• Task to carry out:
Can you extend the passage on using IR vibrations to model site selectivity in Rh-catalyzed C–H amination, picking up right after its last sentence?

• Supplied text:
An archetypical physical organic technique for identifying features that influence product selectivity as a function of substituent changes is linear free-energy relationship (LFER) analysis.[4] Pioneered by Hammett for electronic analysis of meta- or para-substituted benzene rings[5] and adopted by Taft[6] and, later, Charton[7] for steric effect analyses, these techniques have been broadly applied to interrogate reaction outcomes.[8] While these classic LFER parameters have been instrumental in a variety of contexts, often illuminating mechanistic details by relating log(K) to empirically derived electronic or steric constants (where K may represent relative rate and equilibrium constants, ratios of enantiomers and constitutional isomers, etc.), LFERs also bear significant limitations;[9] namely, there are a modest number of reactions that can be successfully modeled using Hammett or Taft/Charton parameters alone.[9b,10]

Over the last several years, the Sigman laboratory has investigated the use of discretely measured molecular parameters (vide infra) as opposed to those derived from relative-rate experiments (e.g., Hammett and Taft values) for nonclassic free-energy relationship analysis, relating these parameters to ΔΔG‡ for differential transition state interrogation.[9b,11] As the data from the Rh-catalyzed C–H amination lacks obvious explanation, commonly employed free-energy relationships are not likely capable of delineating the entangled effects of the sulfamate ester on site selectivity. Therefore, we have turned to a recent discovery that specific infrared (IR) molecular vibrations represent a broadly applicable, yet uniquely descriptive, parameter set.[10a] IR vibrations can be computationally calculated for any molecule, the result of which is a tailored parameter set that is capable of describing the distinct nature of each reactive species.

Herein, we exploit the intrinsic ability of IR vibrations to describe the inherent molecular properties of sulfamate ester nitrene precursors in selective Rh2(esp)2-catalyzed amination of benzylic versus tertiary C–H bonds. Using IR-derived descriptors to quantitate steric and electronic selectivity determinants, we apply linear regression modeling to identify the sulfamate ester features responsible for differential benzylic-to-tertiary functionalization. Insights garnered from this free-energy model have led us to design a new sulfamate ester, which yields the highest selectivity ratio (9.5:1, B:T) reported, to date, for this C–H amination process.

• Information shown:
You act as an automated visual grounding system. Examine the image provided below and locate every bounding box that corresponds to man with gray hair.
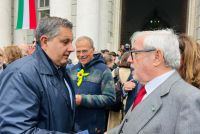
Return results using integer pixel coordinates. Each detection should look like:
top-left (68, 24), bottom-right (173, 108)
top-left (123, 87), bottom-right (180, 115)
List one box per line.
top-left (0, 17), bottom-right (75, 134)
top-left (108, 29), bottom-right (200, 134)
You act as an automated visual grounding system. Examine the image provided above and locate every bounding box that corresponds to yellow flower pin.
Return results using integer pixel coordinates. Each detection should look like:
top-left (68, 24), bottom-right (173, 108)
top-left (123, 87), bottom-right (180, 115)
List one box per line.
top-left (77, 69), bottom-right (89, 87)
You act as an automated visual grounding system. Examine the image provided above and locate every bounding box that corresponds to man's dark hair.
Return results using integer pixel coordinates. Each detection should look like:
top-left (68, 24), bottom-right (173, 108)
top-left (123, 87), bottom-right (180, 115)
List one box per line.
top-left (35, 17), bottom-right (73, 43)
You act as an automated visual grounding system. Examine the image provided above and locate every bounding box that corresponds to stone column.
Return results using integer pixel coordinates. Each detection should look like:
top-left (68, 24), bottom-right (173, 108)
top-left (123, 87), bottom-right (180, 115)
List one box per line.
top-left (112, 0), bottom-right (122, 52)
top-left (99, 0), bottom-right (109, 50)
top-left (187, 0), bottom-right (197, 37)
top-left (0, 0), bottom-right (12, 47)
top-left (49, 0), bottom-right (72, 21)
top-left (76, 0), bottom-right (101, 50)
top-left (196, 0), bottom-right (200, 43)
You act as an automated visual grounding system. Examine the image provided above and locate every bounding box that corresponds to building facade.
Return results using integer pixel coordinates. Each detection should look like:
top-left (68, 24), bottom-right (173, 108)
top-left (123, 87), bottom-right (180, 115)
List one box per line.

• Output for this exercise:
Results and Discussion

Through the Du Bois group’s investigation of intermolecular oxidation reactions (a proposed mechanism of which is depicted in Figure 1b),[2] an interesting relationship was noted between the steric and electronic structure of the sulfamate ester b and the B:T ratio in the oxidation of isoamylbenzene (a) (Figure 1a).[3] The results of these investigations were ascribed principally to steric differences between sulfamate reagents, but the influence of electronic substituent effects could not be discounted. Accordingly, a sulfamate ester library was designed to more thoroughly probe the interplay of steric and electronic perturbations on the selectivity dependence of this system (Figure 2). Library construction was based on two features inspired by the original results: (1) the exploration of chain-length and halogenation (2a–2l) and (2) the evaluation of branching and steric bulk distal to the α-carbon of the sulfamate (2m–2t).

Figure 2

Twenty-membered sulfamate ester library used to probe the reaction’s site-selection sensitivity. Ratios, determined by GC analysis, are averaged over three experimental runs. Bolded and asterisked sulfamate ester structures represent the DoE-defined subset of nitrene sources.

Each of the sulfamate esters depicted in Figure 2 was evaluated in the Rh2(esp)2-catalyzed amination of 1. Of particular interest, chlorine substitution (2e–2l) has a pronounced effect on product selectivity with trichloromethyl sulfamate esters (2k, 2l) yielding B:T ratios of ∼9:1, regardless of the proximity of this group to the −SO2NH2 moiety. Relative to R = nBu (2d), this same trend is maintained for di- and monochloromethyl substrates, where B:T ratios average 5.3:1 (2i, 2j) and 4.5:1 (2e–2g), respectively.

The insensitivity of B:T selectivity to chain length is a general trend observed throughout the data set. The influence of steric effects on selectivity becomes apparent when the sulfamate ester bears a branched α-carbon (i.e., sulfamates prepared from secondary alcohols). Specifically, selectivity for the benzylic insertion product increases for iPrOSO2NH2 (2m, 7.0:1) relative to EtOSO2NH2 (2b, 5.9:1). A marked change in the product ratio is noted when halogen substituents are introduced in these secondary alcohol-derived sulfamate esters (2h, 2n). For example, a reaction performed with (CF3)2CHOSO2NH2 yields nearly equal amounts of the benzylic and tertiary products. However, replacing one CF3 group with H (2o, 7.4:1), to eliminate the branching pattern, rescues selectivity.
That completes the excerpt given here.